Referring expression pointing data:
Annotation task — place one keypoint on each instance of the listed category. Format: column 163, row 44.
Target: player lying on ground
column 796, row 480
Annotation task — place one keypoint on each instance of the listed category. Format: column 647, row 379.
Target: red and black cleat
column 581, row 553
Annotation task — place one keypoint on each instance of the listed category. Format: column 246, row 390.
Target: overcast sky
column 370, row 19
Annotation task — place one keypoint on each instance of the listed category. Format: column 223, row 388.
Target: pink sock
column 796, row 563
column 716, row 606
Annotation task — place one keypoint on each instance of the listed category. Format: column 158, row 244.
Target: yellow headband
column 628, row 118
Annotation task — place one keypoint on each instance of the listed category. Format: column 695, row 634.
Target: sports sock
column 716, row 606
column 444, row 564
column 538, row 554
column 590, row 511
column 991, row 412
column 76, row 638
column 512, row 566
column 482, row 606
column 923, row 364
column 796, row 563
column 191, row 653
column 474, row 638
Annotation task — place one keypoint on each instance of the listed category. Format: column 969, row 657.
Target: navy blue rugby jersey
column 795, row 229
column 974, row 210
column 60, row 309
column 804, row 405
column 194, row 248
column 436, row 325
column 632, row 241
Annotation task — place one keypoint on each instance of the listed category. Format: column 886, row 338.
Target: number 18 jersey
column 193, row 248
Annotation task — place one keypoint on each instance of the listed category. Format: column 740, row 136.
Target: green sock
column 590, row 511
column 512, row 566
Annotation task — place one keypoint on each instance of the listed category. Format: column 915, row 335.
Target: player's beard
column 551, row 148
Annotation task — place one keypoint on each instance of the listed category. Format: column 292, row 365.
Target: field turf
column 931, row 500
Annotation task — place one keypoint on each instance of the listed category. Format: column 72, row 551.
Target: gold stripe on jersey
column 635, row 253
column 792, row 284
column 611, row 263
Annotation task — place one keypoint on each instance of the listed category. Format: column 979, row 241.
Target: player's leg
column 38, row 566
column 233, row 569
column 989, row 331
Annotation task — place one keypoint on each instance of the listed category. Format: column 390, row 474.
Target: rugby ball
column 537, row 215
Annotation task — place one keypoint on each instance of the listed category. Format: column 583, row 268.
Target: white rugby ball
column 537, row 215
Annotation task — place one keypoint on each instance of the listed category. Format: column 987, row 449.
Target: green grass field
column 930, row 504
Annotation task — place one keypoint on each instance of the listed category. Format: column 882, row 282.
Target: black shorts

## TASK PROMPT
Each entry shown above should be transcribed exactly as written.

## WRITTEN SOLUTION
Annotation task — place one keypoint on each instance of the listed category. Format: column 163, row 44.
Target: player lying on ground
column 796, row 480
Annotation task — place one keypoint on each instance of the listed category. Format: column 647, row 379.
Target: red and black cleat
column 581, row 553
Annotation task — place one keypoint on each instance of the listed category. Format: column 246, row 390.
Target: overcast sky
column 370, row 19
Annotation task — place one keypoint on each instance of the listed category. Format: column 223, row 388.
Target: pink sock
column 796, row 563
column 716, row 606
Annotation task — place one keypoint on each instance of the listed category. Format: column 158, row 244.
Target: yellow headband
column 628, row 118
Annotation task — place one keypoint on each instance of the listed category. Format: column 695, row 634.
Target: sports sock
column 716, row 606
column 444, row 564
column 538, row 554
column 590, row 511
column 991, row 412
column 76, row 638
column 512, row 566
column 482, row 606
column 923, row 364
column 796, row 563
column 191, row 653
column 474, row 638
Annotation task — place one keypoint on each instance of the listed category. Format: column 969, row 657.
Target: navy blue rugby jersey
column 795, row 229
column 974, row 210
column 60, row 309
column 804, row 405
column 194, row 248
column 436, row 325
column 632, row 241
Annotation task — place one keypoint on each instance of the listed category. Format: column 886, row 338.
Target: number 18 jersey
column 193, row 248
Annotation task — place one keypoint on each instance of the listed category. Format: column 740, row 136.
Target: green sock
column 590, row 511
column 512, row 566
Annotation task — place one keypoint on each instance of the listed category. Format: column 915, row 335.
Target: player's beard
column 551, row 148
Annotation task — place one keypoint on each instance of the listed category. Format: column 292, row 365.
Target: field turf
column 931, row 500
Annotation task — place one keypoint on each instance of the listed category. Format: column 72, row 551.
Target: gold stripe on jersey
column 635, row 253
column 792, row 284
column 611, row 263
Annotation task — place one keypoint on each instance of the listed category. Format: column 979, row 241.
Target: player's leg
column 38, row 566
column 233, row 569
column 989, row 331
Annotation task — place one keypoint on each instance of the listed category. Format: column 390, row 474.
Target: rugby ball
column 537, row 215
Annotation task — place one keypoint on each instance of the listed category. Format: column 583, row 268.
Target: white rugby ball
column 537, row 215
Annotation task — place one keypoint on each instance of the listed category. Format: column 987, row 449.
Target: green grass field
column 930, row 504
Annotation task — place one keypoint on each instance of the listed category. Format: column 882, row 282.
Target: black shorts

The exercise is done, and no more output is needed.